(Records from a point labeling set)
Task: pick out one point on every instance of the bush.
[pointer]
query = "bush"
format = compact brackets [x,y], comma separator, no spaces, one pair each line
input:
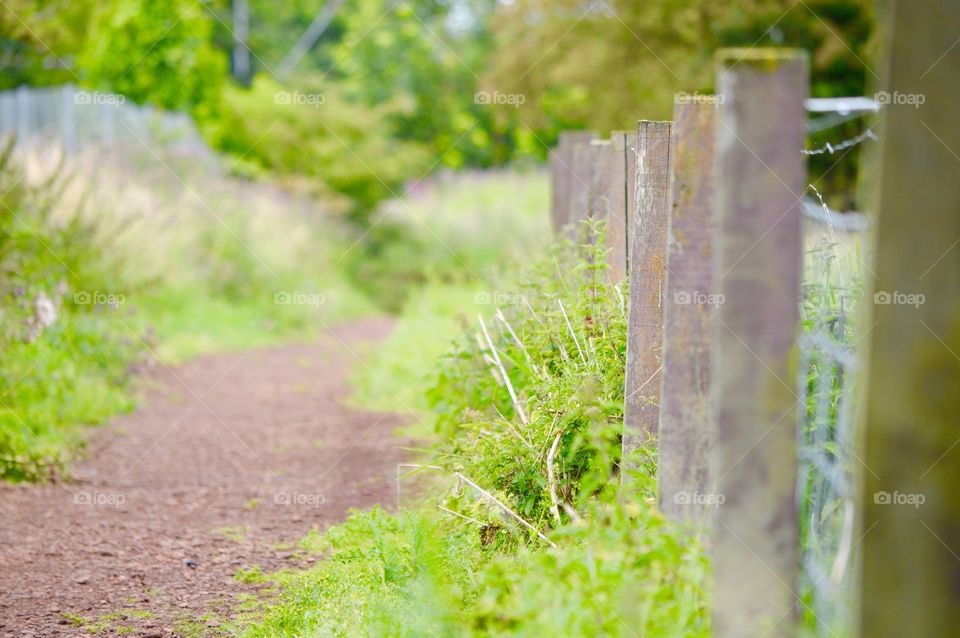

# [Your objective]
Edit the records so that "bush" becomes "shrub" wherever it occurs, with everything else unchanged. Leave the pictures out of your answer.

# [Correct output]
Task: pick out one point on every instance of the shrub.
[pointer]
query = "shrub"
format = compact brackets [x,y], comma separator, no spaces, one pair each line
input:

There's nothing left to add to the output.